[Start Raw records]

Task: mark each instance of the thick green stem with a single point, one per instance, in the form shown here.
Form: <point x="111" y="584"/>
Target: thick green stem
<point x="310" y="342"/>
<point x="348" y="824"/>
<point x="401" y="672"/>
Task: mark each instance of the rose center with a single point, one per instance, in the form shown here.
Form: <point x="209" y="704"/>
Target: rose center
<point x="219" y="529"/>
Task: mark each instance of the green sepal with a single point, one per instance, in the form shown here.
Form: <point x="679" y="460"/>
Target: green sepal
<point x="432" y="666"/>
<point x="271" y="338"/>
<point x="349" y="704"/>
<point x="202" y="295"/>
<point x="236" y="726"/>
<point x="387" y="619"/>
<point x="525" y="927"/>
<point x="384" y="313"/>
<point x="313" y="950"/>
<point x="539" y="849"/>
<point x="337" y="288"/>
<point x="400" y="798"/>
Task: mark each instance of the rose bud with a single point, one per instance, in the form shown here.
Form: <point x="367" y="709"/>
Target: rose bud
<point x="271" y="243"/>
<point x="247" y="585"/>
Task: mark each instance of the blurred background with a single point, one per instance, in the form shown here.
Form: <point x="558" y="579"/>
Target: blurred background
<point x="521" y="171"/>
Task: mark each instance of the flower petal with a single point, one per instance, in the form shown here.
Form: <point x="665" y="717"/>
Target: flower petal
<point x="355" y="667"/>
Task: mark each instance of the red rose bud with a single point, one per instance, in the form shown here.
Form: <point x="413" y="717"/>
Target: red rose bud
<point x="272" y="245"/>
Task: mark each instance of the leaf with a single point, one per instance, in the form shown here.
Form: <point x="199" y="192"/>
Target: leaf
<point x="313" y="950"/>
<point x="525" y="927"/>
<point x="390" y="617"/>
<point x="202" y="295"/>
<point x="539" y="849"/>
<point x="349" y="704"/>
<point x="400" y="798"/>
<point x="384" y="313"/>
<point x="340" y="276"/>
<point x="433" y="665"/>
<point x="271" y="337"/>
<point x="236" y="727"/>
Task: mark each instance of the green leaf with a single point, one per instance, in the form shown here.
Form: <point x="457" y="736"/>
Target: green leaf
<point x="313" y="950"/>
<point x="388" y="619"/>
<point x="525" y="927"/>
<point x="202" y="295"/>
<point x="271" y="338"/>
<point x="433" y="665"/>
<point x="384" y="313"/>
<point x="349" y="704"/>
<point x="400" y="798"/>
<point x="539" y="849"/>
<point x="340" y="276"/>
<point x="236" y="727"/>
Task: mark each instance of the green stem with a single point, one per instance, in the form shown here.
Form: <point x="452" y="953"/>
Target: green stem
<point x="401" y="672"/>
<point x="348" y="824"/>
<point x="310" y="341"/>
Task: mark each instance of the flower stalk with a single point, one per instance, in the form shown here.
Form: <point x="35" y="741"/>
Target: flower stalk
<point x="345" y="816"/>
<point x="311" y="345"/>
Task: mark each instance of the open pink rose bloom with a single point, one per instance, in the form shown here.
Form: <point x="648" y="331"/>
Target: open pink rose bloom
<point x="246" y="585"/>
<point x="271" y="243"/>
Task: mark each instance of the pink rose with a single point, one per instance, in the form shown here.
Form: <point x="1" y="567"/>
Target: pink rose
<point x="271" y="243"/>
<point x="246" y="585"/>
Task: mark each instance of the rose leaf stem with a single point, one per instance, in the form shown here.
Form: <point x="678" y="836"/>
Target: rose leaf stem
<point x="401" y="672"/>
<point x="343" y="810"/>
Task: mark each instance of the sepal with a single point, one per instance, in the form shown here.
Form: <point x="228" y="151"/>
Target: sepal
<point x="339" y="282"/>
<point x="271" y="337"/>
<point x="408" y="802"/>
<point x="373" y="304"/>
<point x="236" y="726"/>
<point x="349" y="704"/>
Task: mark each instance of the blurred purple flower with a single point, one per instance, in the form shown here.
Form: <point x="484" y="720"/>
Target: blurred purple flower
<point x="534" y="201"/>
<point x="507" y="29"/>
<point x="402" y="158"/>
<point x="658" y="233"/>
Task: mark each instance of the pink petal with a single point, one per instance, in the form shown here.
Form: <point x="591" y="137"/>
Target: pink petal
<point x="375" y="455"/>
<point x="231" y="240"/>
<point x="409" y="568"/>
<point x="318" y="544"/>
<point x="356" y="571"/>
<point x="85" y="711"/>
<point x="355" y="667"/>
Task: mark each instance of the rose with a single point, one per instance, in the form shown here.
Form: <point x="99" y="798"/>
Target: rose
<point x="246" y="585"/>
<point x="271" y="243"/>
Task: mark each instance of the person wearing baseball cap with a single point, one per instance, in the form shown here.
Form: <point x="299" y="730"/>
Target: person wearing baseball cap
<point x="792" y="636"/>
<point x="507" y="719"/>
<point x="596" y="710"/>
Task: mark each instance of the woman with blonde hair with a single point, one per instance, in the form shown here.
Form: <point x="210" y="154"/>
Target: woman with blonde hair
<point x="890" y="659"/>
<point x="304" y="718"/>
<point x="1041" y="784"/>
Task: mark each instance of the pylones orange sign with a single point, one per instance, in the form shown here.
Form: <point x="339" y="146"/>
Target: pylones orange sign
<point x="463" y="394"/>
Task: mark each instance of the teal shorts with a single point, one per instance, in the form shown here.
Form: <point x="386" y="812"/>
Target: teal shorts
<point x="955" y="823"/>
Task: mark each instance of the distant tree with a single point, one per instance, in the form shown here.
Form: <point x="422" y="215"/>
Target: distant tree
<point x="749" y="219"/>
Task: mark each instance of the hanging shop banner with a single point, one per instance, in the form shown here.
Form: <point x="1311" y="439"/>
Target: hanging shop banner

[End Raw records]

■ Work to be completed:
In the lines above, from the line with "Task: mark each instance of the distant" up to and including the last line, switch "distant tree" to "faraway tree" and give those lines again with nothing else changed.

■ Solution to this exercise:
Task: mark each instance of the faraway tree with a single point, one per instance, in the form shown here.
Form: <point x="422" y="215"/>
Target: faraway tree
<point x="749" y="219"/>
Task: mark each instance of the hanging shop banner with a single point, one per instance, in the form shown here.
Form: <point x="1311" y="439"/>
Target: hanging shop banner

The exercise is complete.